My friend, you are too indoctrinated in this very fringe hypothetical idea. MMT takes a quasi-ponzi scheme that central banks around the world have been doing since the 2008 crisis (indirectly financing the purchase of government bonds), and claiming that this is effective policy.
The Fed has bought Treasury bonds for decades. Just look at the 1947 testimony from Marriner Eccles quoted earlier. You don't understand the wold as it exists. I honestly have difficulty responding to you because you muddle so many concepts. For example, if you were paying attention, you would know that my entire argument has been
in opposition to the indirect method of Treasury spending in which the Treasury sells bonds (debt) that the Fed buys back. I would prefer the Fed just credit the Treasury's account and eliminate "debt" entirely. (Or at least decouple its issuance from deficit spending--lord knows investors will clamor for bonds if they are taken away entirely). And I have already told you previously that I do not believe QE to be effective, because I am not a monetarist. Monetary policy is not effective stimulus. But you seem to be conflating QE with government debt, so I don't know what to tell you. You don't seem to understand the difference between fiscal policy and monetary policy. If you can't keep economic and monetary concepts straight, we can't have a coherent discussion.
It's amazing for the owners of financial assets (who looooove the idea of a paid-for big government printing money freely), but it has been shit for the real economy.
I have told you several times that when the Fed buys a Treasury bond, no new net financial assets are created. Those assets are created ("printed") when the Treasury issues the bond in the first place. When banks sell them to the Fed, they are just swapping assets. So if your concern is printing money, take it up with Congress, who has dictated (1) that all US currency be "printed" and (2) the amount of dollars to be "printed" (and destroyed) annually.

» **EXTRACTED MATERIAL**:
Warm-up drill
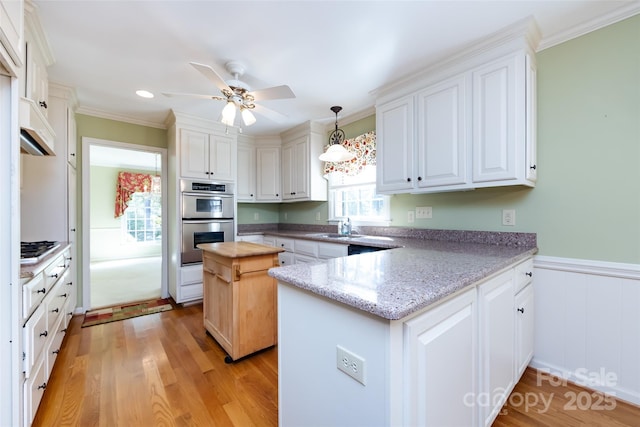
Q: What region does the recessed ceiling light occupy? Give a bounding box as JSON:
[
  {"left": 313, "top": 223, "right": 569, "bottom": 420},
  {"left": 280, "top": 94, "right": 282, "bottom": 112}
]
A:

» **WORK INSTRUCTIONS**:
A – In the MMT passage, whose 1947 testimony does the writer point to as evidence that the Fed has bought Treasury bonds for decades?
B – Copy the words of the MMT passage starting at "I have told" and ending at "(and destroyed) annually.".

» **RESULTS OF THE TASKS**:
A – Marriner Eccles

B –
I have told you several times that when the Fed buys a Treasury bond, no new net financial assets are created. Those assets are created ("printed") when the Treasury issues the bond in the first place. When banks sell them to the Fed, they are just swapping assets. So if your concern is printing money, take it up with Congress, who has dictated (1) that all US currency be "printed" and (2) the amount of dollars to be "printed" (and destroyed) annually.